### TEXTO PROPORCIONADO:
================================

Hay datos que demuestran que, muy posiblemente, la negra epidemia golpeó la ciudad de Toledo en el verano de 1349, pues varios miembros de la comunidad judía perecieron en esas fechas, según los estudios del medievalista Saturnino Ruiz de Loizaga. En la inscripción funeraria de uno de ellos, David Ben Josef aben Nahamías, se puede leer: “Sucumbió de la peste, que sobrevino con impetuosa borrasca y violenta tempestad”. Por ello, resulta bastante razonable inferir su propagación en fechas aproximadas a la ciudad de Madrid, aunque entonces esta no era muy relevante y no hay datos concluyentes.

Asturias y Galicia
Si bien en esa época Asturias era una región aislada y apartada de la meseta, los tentáculos de la negra enfermedad atravesaron montañas y barreras naturales, llegando a causar una gran mortandad. Un documento del obispado de Oviedo deja constancia de las desoladoras consecuencias de la “primera mortandat”, que había reducido un tercio las rentas.

================================

### MATERIAL ADJUNTO:
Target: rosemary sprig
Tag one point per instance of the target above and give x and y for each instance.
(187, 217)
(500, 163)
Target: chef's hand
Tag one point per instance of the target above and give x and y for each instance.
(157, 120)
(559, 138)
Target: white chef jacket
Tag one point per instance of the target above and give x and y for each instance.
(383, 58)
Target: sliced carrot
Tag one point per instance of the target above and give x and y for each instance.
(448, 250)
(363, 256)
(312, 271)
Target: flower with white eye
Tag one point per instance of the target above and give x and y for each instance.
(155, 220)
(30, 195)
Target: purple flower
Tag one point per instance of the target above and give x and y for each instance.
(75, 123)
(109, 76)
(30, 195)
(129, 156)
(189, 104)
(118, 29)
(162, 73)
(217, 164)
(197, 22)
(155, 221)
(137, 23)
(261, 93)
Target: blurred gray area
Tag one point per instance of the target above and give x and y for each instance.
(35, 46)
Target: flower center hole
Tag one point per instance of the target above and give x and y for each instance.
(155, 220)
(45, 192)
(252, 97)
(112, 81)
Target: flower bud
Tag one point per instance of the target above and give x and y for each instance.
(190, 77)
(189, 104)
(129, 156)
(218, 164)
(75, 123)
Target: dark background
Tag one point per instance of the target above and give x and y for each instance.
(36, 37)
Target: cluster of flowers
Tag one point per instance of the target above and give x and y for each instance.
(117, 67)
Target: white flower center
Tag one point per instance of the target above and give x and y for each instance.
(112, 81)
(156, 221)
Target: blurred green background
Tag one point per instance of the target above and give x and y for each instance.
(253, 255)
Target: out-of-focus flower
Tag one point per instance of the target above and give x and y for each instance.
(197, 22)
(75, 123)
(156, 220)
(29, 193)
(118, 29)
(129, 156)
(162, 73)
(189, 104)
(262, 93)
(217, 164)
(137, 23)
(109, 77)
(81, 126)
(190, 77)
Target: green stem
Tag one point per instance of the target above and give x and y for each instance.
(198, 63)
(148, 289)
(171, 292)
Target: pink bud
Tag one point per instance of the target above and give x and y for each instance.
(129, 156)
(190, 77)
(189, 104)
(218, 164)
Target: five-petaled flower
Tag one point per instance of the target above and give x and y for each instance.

================================

### EJERCICIO A:
Duplique del texto sobre la peste negra todo lo que va desde "Asturias y Galicia" hasta "tercio las rentas.", ambos incluidos.
### EJERCICIO B:
Según el texto sobre la peste negra, ¿en qué proporción había reducido las rentas la "primera mortandat" de la que deja constancia el documento del obispado de Oviedo?
No es preciso recurrir al material para resolver estos ejercicios.

### SOLUCIÓN ESCRITA A:
Asturias y Galicia
Si bien en esa época Asturias era una región aislada y apartada de la meseta, los tentáculos de la negra enfermedad atravesaron montañas y barreras naturales, llegando a causar una gran mortandad. Un documento del obispado de Oviedo deja constancia de las desoladoras consecuencias de la “primera mortandat”, que había reducido un tercio las rentas.

### SOLUCIÓN ESCRITA B:
En un tercio.